### Written instruction 1
According to the insurance coverage passage, which court decided Hawaiian Holiday Macadamia Nut Co., Inc. v. Indus. Indem. Co.?
### Written instruction 2
Find every line in the entries that contains the word "Your", and copy each of those lines in full.

### Passage shown
____

As an initial matter, the contractual language at issue here, as it should be, is undisputed. Essentially, the First Policies provide that Plaintiffs will pay those sums that Bodell is legally obligated or required to pay for property damage caused by an "occurrence" or "event." The First Policies further provide that an occurrence or event is an "accident including continuous or repeated exposure to substantially the same general harmful conditions." The definition of occurrence and event is critical. This is because numerous courts, both at the state and federal levels, have considered substantially the same language. For example, the Hawai'i Supreme Court has explained that alleged property damage was not "accidental" under a policy where the damage was "part and parcel of the alleged acts ... that resulted in the claims for breach of contract and fraud." Hawaiian Holiday Macadamia Nut Co., Inc. v. Indus. Indem. Co. , 872 P.2d 230, 235 (Haw. 1994). Similarly, the Ninth Circuit has explained that contract and contract-based tort claims do not give rise to an "occurrence" because "[a]llowing recovery for disputes between parties in a contractual relationship over the quality of work performed would convert [a commercial general liability] policy into a professional liability policy or performance bond." Burlington Ins. Co. v. Oceanic Design & Constr., Inc. , 383 F.3d 940, 949 (9th Cir. 2004). More recently, courts in this District have reached similar conclusions. In Evanston Ins. Co. v. Nagano , 891 F. Supp. 2d. 1179, 1194 (D. Haw. 2012), the court found that construction contract claims and claims that arose from the construction contract were not occurrences within the meaning of commercial general liability policies and, thus, the insurer did not owe a duty to defend or indemnify the insured.
As mentioned above, the St. Paul Policies state "the same general harmful conditions[,]" rather than "substantially the same...." No party suggests this alters the analysis, however.
See also State Farm & Cas. Co. v. GP West, Inc. , 190 F. Supp. 3d 1003, 1015-18 (D. Haw. 2016) ; Nautilus Ins. Co. v. 3 Builders, Inc. , 955 F. Supp. 2d 1121, 1135-37 (D. Haw. 2013) ; Illinois Nat'l Ins. Co. v. Nordic PCL Constr., Inc. , 870 F. Supp. 2d 1015, 1032 (D. Haw. 2012) (all same).
The state of the law, therefore, is clear with respect to the meaning of "occurrence" or "event" as those terms are defined in the First Policies: contract claims and claims that arise from the contract are not covered. In fact, neither Bodell nor Sunstone contend otherwise. These defendants instead raise issues unrelated to the coverage language of their policies. First, they assert that allegations in the Underlying Litigation of building code violations do not constitute a contract or contract-based claim. Second, they assert that Bodell's alleged work may have caused damage to the work performed by its subcontractors, which constitutes an occurrence. The Court addresses each argument in turn.

____

### Material provided
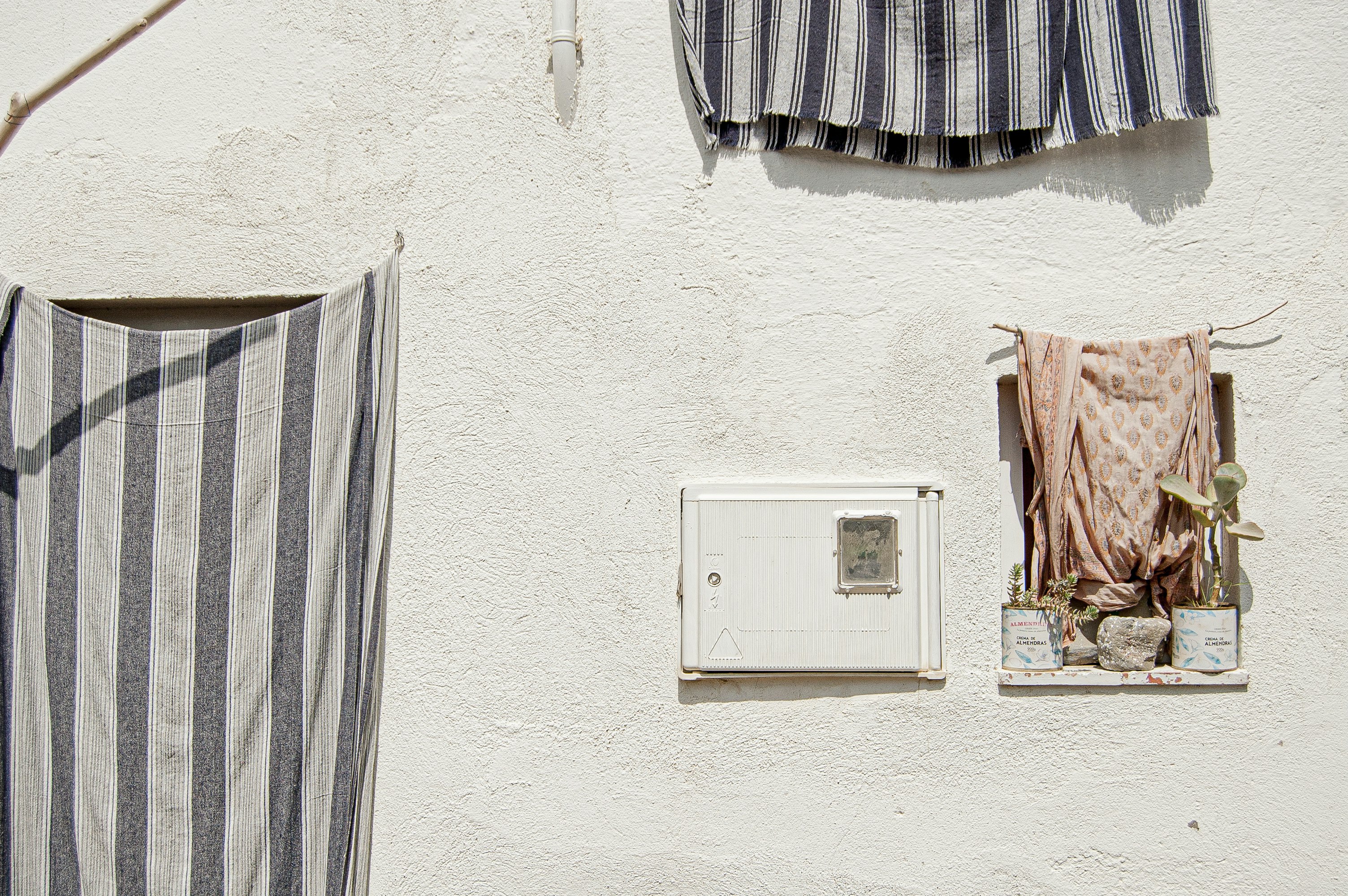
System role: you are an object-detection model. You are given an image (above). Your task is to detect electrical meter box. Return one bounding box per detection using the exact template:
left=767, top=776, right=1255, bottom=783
left=679, top=482, right=945, bottom=678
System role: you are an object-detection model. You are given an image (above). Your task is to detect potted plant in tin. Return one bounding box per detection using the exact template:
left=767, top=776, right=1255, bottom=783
left=1002, top=563, right=1099, bottom=670
left=1161, top=464, right=1263, bottom=672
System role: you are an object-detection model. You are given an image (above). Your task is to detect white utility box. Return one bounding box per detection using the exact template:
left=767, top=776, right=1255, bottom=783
left=679, top=482, right=945, bottom=678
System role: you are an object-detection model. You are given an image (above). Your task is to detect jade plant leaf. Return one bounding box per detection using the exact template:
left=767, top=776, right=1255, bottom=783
left=1212, top=474, right=1241, bottom=507
left=1217, top=461, right=1245, bottom=491
left=1159, top=473, right=1213, bottom=507
left=1227, top=520, right=1263, bottom=542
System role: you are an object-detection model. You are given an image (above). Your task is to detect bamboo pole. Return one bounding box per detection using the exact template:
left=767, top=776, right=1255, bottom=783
left=0, top=0, right=183, bottom=154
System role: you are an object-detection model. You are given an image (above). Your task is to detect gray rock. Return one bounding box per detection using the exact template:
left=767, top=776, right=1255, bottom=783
left=1096, top=616, right=1170, bottom=672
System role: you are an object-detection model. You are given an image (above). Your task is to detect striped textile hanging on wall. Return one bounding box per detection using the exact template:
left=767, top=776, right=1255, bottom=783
left=0, top=253, right=397, bottom=896
left=679, top=0, right=1217, bottom=168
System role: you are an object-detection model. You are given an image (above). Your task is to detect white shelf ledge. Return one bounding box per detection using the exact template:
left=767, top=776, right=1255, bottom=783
left=998, top=666, right=1249, bottom=687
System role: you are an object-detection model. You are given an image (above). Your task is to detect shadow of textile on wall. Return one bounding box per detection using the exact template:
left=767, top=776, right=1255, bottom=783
left=678, top=675, right=945, bottom=703
left=1209, top=333, right=1282, bottom=349
left=765, top=119, right=1212, bottom=225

____

### Finished answer 1
The Hawai'i Supreme Court

### Finished answer 2
System role: you are an object-detection model. You are given an image (above). Your task is to detect electrical meter box. Return one bounding box per detection using the exact template:
System role: you are an object-detection model. You are given an image (above). Your task is to detect potted plant in tin. Return one bounding box per detection using the exact template:
System role: you are an object-detection model. You are given an image (above). Your task is to detect white utility box. Return one bounding box per detection using the exact template:
System role: you are an object-detection model. You are given an image (above). Your task is to detect jade plant leaf. Return one bounding box per detection using the exact template:
System role: you are an object-detection model. You are given an image (above). Your task is to detect bamboo pole. Return one bounding box per detection using the exact template:
System role: you are an object-detection model. You are given an image (above). Your task is to detect gray rock. Return one bounding box per detection using the exact template:
System role: you are an object-detection model. You are given an image (above). Your task is to detect striped textile hanging on wall. Return one bounding box per detection using the exact template:
System role: you are an object-detection model. You are given an image (above). Your task is to detect white shelf ledge. Return one bounding box per detection using the exact template:
System role: you are an object-detection model. You are given an image (above). Your task is to detect shadow of textile on wall. Return one bounding box per detection using the exact template:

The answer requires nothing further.